Task brief: Take the listing below and print exactly the lines starting at the line containing "Query: house with tile roof" and ending at the line containing "of the distant", both ends included, and no others.

Supplied material:
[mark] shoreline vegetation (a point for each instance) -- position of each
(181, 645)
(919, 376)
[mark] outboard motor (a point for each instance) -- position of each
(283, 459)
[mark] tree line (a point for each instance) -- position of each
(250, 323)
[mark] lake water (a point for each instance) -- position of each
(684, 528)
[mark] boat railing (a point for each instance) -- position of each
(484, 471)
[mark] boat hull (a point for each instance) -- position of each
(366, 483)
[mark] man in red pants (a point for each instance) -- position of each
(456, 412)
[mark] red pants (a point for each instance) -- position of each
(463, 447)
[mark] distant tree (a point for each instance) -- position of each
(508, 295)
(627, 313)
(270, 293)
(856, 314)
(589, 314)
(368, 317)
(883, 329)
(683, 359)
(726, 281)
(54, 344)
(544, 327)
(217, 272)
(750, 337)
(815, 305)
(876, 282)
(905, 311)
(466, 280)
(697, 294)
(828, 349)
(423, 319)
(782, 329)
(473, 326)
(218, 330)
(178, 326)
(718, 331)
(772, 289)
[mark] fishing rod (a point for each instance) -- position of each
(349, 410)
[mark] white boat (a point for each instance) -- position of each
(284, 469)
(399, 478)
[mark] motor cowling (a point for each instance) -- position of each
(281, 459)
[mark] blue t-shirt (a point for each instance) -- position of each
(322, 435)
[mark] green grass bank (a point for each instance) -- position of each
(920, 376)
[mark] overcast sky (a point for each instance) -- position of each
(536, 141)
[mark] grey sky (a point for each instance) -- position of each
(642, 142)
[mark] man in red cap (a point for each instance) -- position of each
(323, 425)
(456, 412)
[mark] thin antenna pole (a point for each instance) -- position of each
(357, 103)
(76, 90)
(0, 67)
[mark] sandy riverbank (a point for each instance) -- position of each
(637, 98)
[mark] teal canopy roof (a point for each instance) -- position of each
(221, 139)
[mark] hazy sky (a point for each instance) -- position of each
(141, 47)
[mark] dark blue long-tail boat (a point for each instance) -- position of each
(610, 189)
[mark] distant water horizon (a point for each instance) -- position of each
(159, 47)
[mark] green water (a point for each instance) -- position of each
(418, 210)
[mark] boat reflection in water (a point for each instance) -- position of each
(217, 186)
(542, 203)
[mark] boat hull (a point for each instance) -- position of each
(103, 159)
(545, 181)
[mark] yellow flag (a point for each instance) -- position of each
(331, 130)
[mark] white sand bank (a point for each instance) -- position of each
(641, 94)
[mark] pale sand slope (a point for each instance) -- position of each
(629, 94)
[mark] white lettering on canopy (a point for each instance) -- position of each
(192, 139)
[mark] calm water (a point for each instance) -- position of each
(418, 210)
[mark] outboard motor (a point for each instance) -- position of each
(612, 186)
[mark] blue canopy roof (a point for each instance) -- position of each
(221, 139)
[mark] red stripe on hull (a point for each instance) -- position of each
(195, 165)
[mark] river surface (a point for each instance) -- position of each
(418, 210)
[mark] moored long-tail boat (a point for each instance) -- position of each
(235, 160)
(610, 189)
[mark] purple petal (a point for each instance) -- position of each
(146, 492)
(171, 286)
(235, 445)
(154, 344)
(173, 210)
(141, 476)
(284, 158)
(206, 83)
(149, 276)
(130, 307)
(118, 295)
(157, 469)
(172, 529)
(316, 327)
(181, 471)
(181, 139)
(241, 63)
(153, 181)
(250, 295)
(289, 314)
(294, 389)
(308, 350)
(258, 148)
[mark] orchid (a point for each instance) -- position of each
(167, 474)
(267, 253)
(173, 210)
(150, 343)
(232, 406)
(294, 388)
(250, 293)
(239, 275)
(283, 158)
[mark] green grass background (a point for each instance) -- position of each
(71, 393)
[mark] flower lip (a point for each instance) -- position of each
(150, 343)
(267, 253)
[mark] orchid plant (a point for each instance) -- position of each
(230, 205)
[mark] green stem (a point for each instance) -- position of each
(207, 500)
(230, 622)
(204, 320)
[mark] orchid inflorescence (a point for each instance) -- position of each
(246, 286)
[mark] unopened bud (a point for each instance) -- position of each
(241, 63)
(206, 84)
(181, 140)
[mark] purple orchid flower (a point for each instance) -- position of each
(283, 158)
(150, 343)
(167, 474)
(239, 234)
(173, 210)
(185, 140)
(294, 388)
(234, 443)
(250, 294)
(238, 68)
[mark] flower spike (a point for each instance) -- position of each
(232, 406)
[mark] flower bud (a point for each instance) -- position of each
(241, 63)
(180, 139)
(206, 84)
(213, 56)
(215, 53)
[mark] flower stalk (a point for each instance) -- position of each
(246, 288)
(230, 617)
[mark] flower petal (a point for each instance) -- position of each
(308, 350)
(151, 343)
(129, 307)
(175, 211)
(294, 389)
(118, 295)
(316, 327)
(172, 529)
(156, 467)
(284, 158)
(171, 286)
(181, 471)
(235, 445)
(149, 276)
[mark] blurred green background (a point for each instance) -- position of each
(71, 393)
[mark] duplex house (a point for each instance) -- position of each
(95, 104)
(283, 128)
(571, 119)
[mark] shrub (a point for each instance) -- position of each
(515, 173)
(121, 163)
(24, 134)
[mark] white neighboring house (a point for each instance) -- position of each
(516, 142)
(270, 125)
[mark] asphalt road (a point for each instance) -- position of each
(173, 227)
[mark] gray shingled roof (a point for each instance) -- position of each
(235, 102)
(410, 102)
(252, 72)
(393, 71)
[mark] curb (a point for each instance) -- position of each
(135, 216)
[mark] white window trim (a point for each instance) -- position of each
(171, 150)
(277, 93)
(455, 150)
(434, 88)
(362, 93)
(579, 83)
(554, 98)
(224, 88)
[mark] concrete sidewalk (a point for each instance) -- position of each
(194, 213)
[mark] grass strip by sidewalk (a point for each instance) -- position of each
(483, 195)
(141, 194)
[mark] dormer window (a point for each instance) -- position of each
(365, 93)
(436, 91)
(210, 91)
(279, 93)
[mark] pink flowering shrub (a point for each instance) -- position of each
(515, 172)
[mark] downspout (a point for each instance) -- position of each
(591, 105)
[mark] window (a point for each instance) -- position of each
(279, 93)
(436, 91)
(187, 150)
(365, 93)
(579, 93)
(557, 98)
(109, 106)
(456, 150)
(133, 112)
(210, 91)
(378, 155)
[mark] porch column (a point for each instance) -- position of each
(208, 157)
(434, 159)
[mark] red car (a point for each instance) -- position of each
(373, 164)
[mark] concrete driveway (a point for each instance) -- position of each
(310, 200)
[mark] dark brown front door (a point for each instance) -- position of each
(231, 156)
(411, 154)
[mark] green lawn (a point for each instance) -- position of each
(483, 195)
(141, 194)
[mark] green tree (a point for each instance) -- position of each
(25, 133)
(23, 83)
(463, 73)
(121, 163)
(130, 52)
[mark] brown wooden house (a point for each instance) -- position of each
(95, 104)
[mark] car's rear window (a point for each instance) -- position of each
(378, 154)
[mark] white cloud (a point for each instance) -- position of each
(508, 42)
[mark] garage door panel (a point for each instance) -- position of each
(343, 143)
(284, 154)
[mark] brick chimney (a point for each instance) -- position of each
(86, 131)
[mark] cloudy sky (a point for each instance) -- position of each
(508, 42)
...
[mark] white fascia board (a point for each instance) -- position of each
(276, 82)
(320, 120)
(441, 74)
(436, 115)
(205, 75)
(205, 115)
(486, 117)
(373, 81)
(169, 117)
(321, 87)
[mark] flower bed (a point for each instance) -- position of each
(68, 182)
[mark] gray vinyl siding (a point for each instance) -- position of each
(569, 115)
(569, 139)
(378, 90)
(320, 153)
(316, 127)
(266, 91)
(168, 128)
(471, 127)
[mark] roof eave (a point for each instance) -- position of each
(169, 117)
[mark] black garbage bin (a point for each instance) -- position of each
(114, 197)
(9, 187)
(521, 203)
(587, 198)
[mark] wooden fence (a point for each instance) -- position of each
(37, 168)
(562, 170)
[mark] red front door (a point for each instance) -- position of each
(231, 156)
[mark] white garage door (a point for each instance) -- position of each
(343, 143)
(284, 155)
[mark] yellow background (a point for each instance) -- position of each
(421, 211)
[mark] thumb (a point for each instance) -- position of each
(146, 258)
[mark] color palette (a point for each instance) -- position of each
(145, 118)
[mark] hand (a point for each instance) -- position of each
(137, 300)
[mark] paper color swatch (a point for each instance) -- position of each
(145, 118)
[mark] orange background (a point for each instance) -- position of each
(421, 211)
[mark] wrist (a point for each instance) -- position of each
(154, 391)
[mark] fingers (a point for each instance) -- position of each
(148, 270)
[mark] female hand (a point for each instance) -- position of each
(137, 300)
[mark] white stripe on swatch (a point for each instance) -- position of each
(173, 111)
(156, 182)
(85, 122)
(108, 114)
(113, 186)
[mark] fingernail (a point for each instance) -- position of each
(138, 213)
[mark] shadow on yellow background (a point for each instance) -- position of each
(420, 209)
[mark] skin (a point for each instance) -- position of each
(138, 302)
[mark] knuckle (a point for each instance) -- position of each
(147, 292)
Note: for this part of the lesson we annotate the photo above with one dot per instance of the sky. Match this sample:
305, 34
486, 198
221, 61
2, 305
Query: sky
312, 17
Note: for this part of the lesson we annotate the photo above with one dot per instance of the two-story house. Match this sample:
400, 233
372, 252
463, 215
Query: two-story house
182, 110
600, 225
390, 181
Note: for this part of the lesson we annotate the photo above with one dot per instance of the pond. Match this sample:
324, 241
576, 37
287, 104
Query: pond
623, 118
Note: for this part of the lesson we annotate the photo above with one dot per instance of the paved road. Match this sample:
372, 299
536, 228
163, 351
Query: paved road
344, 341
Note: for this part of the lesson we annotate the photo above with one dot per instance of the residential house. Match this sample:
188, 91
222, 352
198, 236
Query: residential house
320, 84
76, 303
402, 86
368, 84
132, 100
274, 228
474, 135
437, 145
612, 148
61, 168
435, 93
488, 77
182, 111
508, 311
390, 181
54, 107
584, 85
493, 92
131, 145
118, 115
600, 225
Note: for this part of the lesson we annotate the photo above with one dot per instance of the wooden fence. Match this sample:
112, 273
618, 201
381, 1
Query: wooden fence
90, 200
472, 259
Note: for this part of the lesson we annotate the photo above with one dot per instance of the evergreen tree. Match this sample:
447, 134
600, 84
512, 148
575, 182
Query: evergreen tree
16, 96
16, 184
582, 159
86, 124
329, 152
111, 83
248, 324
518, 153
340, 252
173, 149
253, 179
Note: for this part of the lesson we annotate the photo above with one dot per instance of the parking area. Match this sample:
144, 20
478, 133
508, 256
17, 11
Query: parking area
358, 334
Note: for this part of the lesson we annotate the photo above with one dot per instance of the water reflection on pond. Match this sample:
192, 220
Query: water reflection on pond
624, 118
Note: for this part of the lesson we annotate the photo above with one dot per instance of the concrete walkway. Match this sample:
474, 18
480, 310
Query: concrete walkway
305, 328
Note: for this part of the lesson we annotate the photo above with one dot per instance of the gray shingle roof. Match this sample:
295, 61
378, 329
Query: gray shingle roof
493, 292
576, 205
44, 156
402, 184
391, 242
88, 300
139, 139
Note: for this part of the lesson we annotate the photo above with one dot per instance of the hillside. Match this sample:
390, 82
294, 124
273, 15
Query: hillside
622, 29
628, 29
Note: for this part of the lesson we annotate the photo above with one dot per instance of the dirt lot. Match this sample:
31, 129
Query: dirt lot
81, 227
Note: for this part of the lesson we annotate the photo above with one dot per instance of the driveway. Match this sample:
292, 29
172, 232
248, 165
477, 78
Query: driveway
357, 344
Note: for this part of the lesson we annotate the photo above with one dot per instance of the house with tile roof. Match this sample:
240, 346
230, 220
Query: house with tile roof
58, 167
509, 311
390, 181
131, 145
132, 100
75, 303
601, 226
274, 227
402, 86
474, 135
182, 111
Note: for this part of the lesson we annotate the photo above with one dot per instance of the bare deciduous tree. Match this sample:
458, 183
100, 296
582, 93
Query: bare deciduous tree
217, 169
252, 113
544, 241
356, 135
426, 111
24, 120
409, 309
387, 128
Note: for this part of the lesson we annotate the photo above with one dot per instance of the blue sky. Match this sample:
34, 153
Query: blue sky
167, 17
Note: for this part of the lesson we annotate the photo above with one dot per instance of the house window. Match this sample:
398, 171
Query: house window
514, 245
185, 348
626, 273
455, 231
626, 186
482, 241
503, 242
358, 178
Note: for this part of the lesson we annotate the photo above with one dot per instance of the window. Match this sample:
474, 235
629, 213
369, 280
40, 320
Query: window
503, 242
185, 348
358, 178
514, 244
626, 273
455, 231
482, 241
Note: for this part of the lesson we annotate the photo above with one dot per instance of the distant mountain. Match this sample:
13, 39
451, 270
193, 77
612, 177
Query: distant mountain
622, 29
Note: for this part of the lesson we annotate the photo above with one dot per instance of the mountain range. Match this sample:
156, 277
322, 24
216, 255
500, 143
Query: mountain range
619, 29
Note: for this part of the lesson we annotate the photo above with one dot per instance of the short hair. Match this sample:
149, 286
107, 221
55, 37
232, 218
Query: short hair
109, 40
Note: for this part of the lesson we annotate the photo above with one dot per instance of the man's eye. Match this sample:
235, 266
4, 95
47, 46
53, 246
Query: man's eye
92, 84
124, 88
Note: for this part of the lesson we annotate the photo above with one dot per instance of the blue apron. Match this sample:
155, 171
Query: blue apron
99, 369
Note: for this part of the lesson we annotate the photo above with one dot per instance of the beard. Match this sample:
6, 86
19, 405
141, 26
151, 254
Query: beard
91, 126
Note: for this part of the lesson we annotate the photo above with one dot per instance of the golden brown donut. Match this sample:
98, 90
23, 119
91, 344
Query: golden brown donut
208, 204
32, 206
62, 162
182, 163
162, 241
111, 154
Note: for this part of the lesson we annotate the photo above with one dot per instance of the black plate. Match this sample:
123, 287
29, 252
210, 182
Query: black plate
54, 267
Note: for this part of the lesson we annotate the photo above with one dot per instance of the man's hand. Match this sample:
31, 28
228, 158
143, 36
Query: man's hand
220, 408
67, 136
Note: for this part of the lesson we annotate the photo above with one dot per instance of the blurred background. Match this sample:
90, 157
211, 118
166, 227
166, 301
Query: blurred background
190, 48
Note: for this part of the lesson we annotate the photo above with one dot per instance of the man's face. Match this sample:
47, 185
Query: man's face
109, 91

Written solution:
Query: house with tile roof
58, 167
509, 311
390, 181
131, 145
132, 100
75, 303
601, 226
274, 227
402, 86
474, 135
182, 111
Note: for this part of the lesson we annotate the photo above with one dot per instance of the bare deciduous tree. Match this sample:
458, 183
100, 296
582, 93
Query: bare deciduous tree
217, 169
252, 113
544, 241
356, 135
426, 111
24, 120
409, 309
387, 128
Note: for this part of the lesson we annotate the photo above with one dot per instance of the blue sky. Match this sample:
34, 153
Query: blue sky
167, 17
Note: for this part of the lesson we annotate the photo above with one dot per instance of the house window. Match this sample:
398, 171
Query: house window
514, 245
185, 348
626, 273
455, 231
626, 186
482, 241
503, 242
358, 178
Note: for this part of the lesson we annotate the photo above with one dot per instance of the window. Match this sample:
474, 235
629, 213
369, 280
40, 320
Query: window
503, 242
185, 348
358, 178
514, 244
626, 273
455, 231
482, 241
Note: for this part of the lesson we annotate the photo above with one dot per instance of the distant mountain. Match this sample:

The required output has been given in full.